_TASK LIST_.
A. From the July 2017 reading post below, list the poems from Prairie Fever that the writer names as favorites.
B. For each statement, say whether it agrees with the July 2017 reading post below. Answer yes or no, and quote the words of the post that decide it. (i) The writer has seen the film version of August: Osage County. (ii) The writer found Prairie Fever at Loganberry Books. (iii) Violet is the vicious matriarch of the family in August: Osage County.
C. Write the next part of the July 2017 reading post below, starting after its last sentence.

_SELECTED PASSAGE_.

Last Month’s Reading: July 2017

August: Osage County, by Tracy Letts: I read this play about a hyper-dysfunctional, secret-keeping-and-spilling Oklahoma family with a semi-permanent cringing expression. It’s black comedy and melodrama with huge spikes of outrageous behavior; though I haven’t seen the film version, I can imagine Meryl Streep eating her role (as Violet, the vicious matriarch) for breakfast. However, I found the role of Johnna, the only Native American character, problematic, though perhaps that’s a misreading on my part (see Kimberly Guerrero’s piece on the play here).

Prairie Fever, by Mary Biddinger: Last month, I lucked into finding this collection at Loganberry Books (and if you’re in Cleveland, I highly recommend the bookstore for felicitous finds). Ms. Biddinger’s sharp focus on Midwest settings almost de-familiarizes them, making the ordinary new (I loved these lines from “Dirndl in a Tree”: “Yard flecked with trillium / like private school collars / spread open on green / and ochre.”) Some favorites from this collection: “Coyote,” “Velvet Season,” “The Flyers” (in which a tow truck’s “tail lights / are cherries pickled in gin and salt”), and “Red Sea.” Packed with gritty characters, hot days, bars and basements, and unexpected animals, it’s a dangerous-feeling collection. Recommended.

_STORED RECORDS_.
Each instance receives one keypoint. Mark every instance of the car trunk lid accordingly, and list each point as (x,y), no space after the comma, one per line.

---

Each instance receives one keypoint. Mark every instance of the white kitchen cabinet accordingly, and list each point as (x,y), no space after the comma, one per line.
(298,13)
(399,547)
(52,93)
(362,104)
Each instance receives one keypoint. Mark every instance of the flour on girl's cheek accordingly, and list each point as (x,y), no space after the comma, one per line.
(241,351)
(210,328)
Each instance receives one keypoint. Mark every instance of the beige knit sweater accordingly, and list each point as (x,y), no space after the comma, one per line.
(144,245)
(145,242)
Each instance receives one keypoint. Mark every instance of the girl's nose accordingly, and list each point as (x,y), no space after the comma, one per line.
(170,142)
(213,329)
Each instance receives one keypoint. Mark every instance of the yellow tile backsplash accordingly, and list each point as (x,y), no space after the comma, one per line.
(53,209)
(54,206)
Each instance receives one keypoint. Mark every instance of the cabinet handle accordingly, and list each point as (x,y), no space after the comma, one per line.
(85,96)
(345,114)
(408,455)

--

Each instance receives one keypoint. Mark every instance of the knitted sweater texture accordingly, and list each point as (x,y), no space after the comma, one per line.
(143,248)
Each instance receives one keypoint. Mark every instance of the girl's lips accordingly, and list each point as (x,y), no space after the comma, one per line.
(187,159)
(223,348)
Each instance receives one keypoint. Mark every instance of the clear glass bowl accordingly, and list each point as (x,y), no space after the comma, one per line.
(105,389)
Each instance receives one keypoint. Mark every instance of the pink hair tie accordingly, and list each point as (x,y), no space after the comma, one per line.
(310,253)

_ANSWERS PER TASK_.
A. "Coyote," "Velvet Season," "The Flyers," and "Red Sea."

B.
(i) No: "though I haven’t seen the film version"
(ii) Yes: "I lucked into finding this collection at Loganberry Books"
(iii) Yes: "Violet, the vicious matriarch"

C.
Hunger: A Memoir of (My) Body, by Roxane Gay: A haunting memoir about trauma, its aftermath, and what it means to live in a body that contemporary American society has deemed unacceptable. Ms. Gay writes about her body—the kind of body that in person is usually read too quickly, without nuance, or even ignored—with directness and powerful vulnerability. This book is a gift.

How to Be a Tudor, by Ruth Goodman: Ruth Goodman is not only a social historian, but also a re-enactor who spends long stretches learning first-hand what it was like to live in another era (she was a consultant on Wolf Hall—so cool). That practical and professional experience is abundantly evident in How to Be a Tudor, in which she uses the structure of the Tudor day to show how people—commoners and aristocrats—lived five hundred years ago. It’s a treasure trove of detailed information (I often wished for diagrams) about everything from food (how to grow it and how to eat it) to ribbon-making to tooth-brushing (she prefers soot, of the available options). If you, like me, are a Tudor-era history/lit nerd, don’t miss this one.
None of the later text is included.